▶ [Set problem]
Return only the lines starting at the line that contains "Would you mind marking the purple" and ending with the final line of the listing; include both endpoints.

▶ [Available records]

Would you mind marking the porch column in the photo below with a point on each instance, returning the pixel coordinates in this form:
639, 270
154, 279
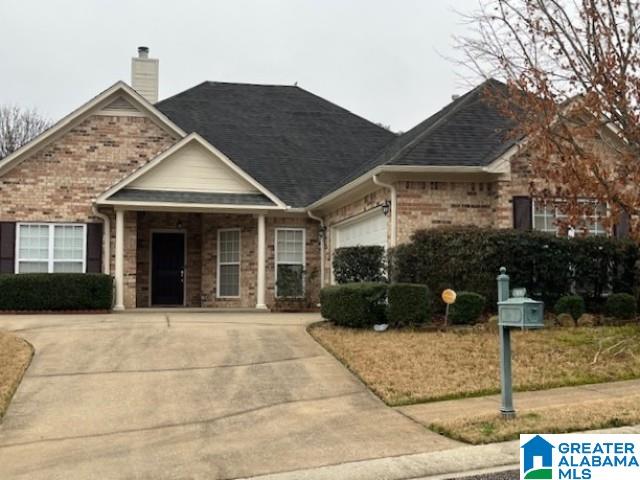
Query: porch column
262, 258
119, 261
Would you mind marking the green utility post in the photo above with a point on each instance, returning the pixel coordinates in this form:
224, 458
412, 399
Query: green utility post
506, 407
515, 312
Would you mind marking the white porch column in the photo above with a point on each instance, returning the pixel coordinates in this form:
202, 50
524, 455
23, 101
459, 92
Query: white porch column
119, 263
262, 267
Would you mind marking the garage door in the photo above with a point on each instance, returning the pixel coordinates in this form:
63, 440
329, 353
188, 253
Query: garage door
368, 230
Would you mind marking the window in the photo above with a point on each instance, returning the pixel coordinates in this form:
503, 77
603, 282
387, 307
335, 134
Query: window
289, 262
545, 216
50, 248
228, 263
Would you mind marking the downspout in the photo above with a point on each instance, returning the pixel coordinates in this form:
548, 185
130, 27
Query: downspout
106, 239
322, 234
394, 209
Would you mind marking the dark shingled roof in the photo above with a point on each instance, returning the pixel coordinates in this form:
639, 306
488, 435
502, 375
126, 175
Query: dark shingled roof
293, 142
133, 195
470, 131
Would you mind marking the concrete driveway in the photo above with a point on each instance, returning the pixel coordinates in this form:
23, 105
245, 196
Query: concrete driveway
189, 396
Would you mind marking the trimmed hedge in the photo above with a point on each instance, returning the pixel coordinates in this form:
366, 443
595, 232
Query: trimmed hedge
547, 266
409, 304
621, 305
467, 308
359, 264
571, 304
358, 305
56, 291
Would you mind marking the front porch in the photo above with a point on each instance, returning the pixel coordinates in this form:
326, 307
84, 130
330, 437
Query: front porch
187, 259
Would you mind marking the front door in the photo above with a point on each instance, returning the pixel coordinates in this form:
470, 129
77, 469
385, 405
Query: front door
167, 268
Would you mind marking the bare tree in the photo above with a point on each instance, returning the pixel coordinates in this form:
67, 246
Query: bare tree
572, 69
18, 126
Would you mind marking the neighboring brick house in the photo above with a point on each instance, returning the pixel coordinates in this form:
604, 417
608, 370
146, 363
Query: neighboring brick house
206, 198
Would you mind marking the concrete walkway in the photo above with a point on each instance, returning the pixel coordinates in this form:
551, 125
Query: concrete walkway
449, 464
426, 413
190, 396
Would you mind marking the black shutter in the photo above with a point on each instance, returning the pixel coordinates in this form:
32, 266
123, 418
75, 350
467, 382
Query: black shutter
522, 213
7, 247
621, 228
94, 247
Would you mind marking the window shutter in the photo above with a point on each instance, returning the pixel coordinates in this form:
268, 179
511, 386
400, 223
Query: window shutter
7, 247
94, 247
522, 213
621, 228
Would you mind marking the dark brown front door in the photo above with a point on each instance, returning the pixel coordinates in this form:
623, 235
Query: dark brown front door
167, 268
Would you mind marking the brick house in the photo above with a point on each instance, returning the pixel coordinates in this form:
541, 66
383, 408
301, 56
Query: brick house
206, 198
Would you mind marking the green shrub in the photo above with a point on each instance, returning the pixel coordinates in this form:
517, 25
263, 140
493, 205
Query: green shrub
409, 304
358, 305
621, 305
470, 258
359, 264
56, 291
571, 304
467, 308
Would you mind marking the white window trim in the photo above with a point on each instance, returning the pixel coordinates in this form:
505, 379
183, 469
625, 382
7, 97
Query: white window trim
571, 231
239, 263
50, 260
276, 263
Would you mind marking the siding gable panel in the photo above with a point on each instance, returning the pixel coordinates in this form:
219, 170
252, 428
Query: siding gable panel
193, 169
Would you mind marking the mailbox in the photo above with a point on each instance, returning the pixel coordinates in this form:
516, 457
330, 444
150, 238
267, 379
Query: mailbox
521, 312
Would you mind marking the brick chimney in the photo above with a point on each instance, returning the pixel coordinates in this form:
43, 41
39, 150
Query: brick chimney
144, 75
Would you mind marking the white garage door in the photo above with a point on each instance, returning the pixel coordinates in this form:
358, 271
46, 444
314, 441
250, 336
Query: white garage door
369, 230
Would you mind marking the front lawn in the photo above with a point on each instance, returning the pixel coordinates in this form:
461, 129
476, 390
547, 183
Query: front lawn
405, 367
15, 356
594, 415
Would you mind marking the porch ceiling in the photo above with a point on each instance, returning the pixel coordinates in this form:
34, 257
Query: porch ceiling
166, 196
171, 200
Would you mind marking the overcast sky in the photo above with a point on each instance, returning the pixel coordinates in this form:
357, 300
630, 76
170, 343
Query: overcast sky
380, 59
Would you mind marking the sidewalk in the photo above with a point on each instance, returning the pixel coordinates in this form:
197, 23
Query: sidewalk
426, 413
447, 464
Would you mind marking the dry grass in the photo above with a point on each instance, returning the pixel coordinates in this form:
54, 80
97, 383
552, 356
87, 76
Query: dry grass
590, 416
404, 367
15, 356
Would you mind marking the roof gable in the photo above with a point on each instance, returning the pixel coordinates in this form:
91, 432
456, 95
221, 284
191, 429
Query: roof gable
193, 166
469, 132
294, 143
120, 93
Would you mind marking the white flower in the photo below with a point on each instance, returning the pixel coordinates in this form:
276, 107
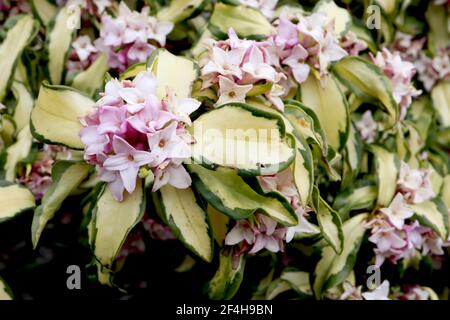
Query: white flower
229, 91
83, 47
380, 293
303, 226
398, 211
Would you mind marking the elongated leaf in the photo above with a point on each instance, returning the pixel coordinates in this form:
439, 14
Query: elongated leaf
303, 172
91, 80
187, 220
20, 31
44, 10
342, 19
246, 22
58, 43
25, 103
219, 224
14, 199
66, 176
445, 192
332, 268
439, 34
56, 117
228, 193
227, 279
298, 280
250, 140
306, 125
434, 214
441, 101
330, 106
113, 220
352, 155
355, 198
18, 152
165, 65
329, 222
368, 83
179, 10
387, 168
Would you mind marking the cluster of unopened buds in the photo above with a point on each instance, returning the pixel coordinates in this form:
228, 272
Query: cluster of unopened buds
396, 238
37, 177
128, 38
276, 65
430, 70
267, 7
383, 292
400, 72
132, 131
308, 44
262, 232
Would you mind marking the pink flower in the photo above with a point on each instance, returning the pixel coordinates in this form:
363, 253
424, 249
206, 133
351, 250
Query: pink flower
231, 92
172, 173
136, 94
256, 67
265, 6
83, 47
287, 34
400, 72
126, 37
131, 129
140, 51
387, 239
166, 144
180, 108
158, 30
415, 184
225, 63
380, 293
398, 211
330, 50
311, 28
259, 234
297, 61
352, 44
127, 161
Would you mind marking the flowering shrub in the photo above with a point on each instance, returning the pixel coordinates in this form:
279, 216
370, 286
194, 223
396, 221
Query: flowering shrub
290, 149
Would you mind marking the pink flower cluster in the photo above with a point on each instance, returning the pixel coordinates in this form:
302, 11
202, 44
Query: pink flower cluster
283, 183
235, 65
255, 234
400, 72
352, 44
132, 131
90, 6
38, 177
126, 37
395, 238
261, 232
430, 70
308, 44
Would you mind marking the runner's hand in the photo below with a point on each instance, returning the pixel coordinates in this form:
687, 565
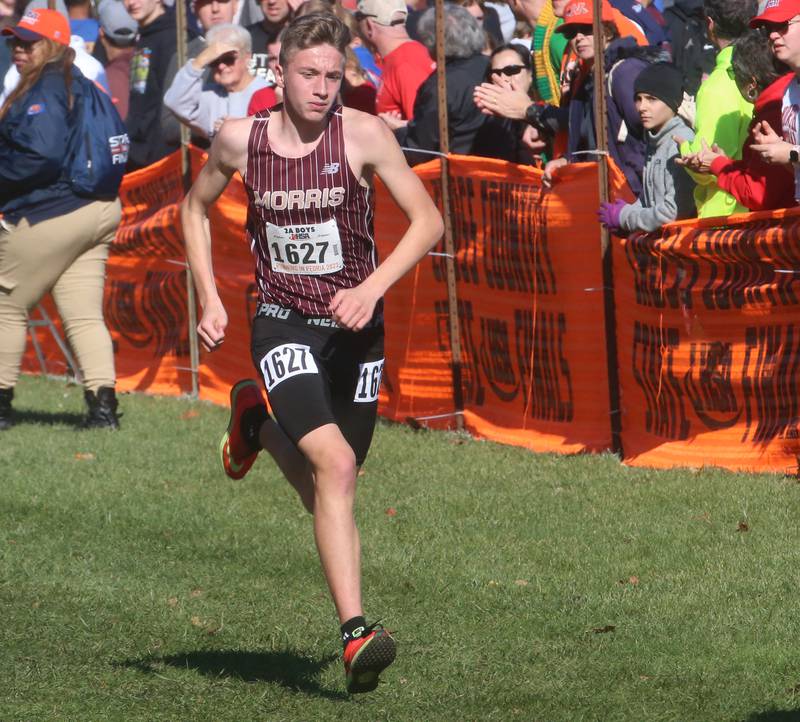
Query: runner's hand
211, 328
352, 308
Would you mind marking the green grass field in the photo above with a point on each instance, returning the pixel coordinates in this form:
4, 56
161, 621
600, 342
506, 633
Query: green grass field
138, 583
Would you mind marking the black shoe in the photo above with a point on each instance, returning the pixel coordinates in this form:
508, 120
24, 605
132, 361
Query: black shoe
102, 413
366, 657
6, 420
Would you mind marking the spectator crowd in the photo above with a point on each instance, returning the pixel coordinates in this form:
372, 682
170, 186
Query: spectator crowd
701, 95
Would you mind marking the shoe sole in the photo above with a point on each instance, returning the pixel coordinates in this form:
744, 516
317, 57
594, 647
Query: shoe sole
223, 444
369, 662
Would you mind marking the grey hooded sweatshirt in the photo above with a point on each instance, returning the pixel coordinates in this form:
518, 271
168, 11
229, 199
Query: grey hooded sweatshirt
666, 187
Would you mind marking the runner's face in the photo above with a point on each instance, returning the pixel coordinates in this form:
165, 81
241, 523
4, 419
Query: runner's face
311, 80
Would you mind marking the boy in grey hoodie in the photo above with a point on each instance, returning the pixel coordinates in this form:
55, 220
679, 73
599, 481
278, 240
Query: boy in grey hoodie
666, 188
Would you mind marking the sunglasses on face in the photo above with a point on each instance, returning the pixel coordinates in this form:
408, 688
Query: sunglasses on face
571, 33
227, 59
508, 70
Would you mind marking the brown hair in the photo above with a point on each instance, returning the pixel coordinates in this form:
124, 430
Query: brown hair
51, 52
314, 6
309, 31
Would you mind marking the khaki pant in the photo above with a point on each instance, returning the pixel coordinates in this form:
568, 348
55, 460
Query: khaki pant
66, 256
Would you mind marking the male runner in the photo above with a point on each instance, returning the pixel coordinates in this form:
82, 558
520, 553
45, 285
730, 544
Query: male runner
317, 337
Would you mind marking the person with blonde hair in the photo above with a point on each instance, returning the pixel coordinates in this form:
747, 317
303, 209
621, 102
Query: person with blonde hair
204, 105
53, 239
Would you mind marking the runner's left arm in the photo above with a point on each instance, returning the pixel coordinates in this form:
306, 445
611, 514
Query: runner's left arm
353, 307
210, 183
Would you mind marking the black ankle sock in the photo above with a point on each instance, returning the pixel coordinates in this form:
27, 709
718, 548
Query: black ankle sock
252, 420
353, 629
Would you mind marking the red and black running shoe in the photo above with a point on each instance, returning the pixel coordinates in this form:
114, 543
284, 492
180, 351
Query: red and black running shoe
239, 446
366, 657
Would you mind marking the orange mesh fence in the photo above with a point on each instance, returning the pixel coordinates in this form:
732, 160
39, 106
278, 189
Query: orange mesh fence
708, 327
708, 332
529, 291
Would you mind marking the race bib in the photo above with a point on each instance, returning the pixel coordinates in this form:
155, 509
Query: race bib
369, 381
312, 249
285, 361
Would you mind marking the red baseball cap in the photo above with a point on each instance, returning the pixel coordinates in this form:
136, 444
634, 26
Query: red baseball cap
580, 12
775, 11
41, 23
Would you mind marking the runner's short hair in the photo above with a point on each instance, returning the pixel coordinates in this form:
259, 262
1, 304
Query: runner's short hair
309, 31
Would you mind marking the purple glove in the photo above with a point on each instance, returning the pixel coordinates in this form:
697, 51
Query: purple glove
608, 214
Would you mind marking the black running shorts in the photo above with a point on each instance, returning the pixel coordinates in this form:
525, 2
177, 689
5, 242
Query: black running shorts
317, 373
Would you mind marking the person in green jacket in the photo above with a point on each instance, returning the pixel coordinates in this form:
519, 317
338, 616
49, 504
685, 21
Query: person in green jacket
722, 114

▶ [The output]
Would you mind marking the purple glove in the photo above with a point on each instance, returning the pixel coordinates in this form:
697, 51
Query: purple glove
608, 214
Would you mind marking the black running shorts in the photo above with a point on each instance, returning the pixel coordinates in this form:
525, 2
177, 689
5, 242
Query: black running shorts
317, 373
Would you mind marking the person in green jacket in the photo above with a point on each instance, returning the pixel coordinates in this form:
519, 317
338, 616
49, 504
685, 21
Query: person in green jacket
722, 114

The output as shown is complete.